> _Exercise data_:

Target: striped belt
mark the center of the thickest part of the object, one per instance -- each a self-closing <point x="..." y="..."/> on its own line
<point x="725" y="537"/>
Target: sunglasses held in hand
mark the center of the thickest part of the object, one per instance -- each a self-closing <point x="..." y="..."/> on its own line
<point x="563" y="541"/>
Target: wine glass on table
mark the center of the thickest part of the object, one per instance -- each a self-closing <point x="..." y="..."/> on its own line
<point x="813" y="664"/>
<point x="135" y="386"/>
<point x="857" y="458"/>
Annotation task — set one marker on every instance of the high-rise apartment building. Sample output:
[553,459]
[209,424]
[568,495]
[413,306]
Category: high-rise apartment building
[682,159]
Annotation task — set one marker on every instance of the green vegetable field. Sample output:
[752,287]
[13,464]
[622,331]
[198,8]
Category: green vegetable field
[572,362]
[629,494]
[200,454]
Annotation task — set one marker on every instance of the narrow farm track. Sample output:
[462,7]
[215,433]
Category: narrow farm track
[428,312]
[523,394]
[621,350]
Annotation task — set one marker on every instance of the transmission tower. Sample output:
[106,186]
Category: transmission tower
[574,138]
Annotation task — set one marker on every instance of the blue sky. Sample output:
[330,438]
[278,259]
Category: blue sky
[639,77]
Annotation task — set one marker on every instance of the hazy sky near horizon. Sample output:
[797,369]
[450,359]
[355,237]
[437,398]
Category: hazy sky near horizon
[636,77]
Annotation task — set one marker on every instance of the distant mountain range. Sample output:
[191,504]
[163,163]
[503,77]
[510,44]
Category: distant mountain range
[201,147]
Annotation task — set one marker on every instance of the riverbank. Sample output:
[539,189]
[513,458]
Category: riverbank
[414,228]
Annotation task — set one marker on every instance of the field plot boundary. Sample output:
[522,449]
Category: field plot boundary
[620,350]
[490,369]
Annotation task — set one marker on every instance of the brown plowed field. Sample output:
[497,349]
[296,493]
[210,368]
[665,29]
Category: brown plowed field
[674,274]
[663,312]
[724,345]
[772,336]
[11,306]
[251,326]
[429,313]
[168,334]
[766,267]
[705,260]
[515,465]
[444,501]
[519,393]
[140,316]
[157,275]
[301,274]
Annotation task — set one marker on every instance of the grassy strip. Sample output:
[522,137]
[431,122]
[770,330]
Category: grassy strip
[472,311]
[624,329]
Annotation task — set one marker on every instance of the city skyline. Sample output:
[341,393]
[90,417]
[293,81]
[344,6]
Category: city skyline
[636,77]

> _The exercise_:
Repeat the material from the line containing "of the brown" through the end of the material, with both ends included and the requests kept. Scale every point coordinate in the answers by 1.25 and round to whole numbers, with halves going up, while leaving the requests and their sample output unchanged.

> _Task result_:
Annotation task — set one marker on every instance of the brown plowed field. Sample output:
[497,349]
[296,493]
[210,368]
[665,29]
Category: brown plowed field
[843,343]
[829,390]
[905,431]
[965,420]
[14,383]
[314,408]
[536,391]
[210,418]
[958,334]
[881,325]
[644,581]
[555,626]
[649,491]
[175,395]
[196,344]
[376,343]
Annotation task — set one marker on every instance of the grassy strip. Sample output:
[522,137]
[431,122]
[770,330]
Category: grassy strip
[590,389]
[780,411]
Annotation task — set one marker on every instance of the city skyline. Sample output:
[341,393]
[90,417]
[293,81]
[344,6]
Category: city skyline
[795,96]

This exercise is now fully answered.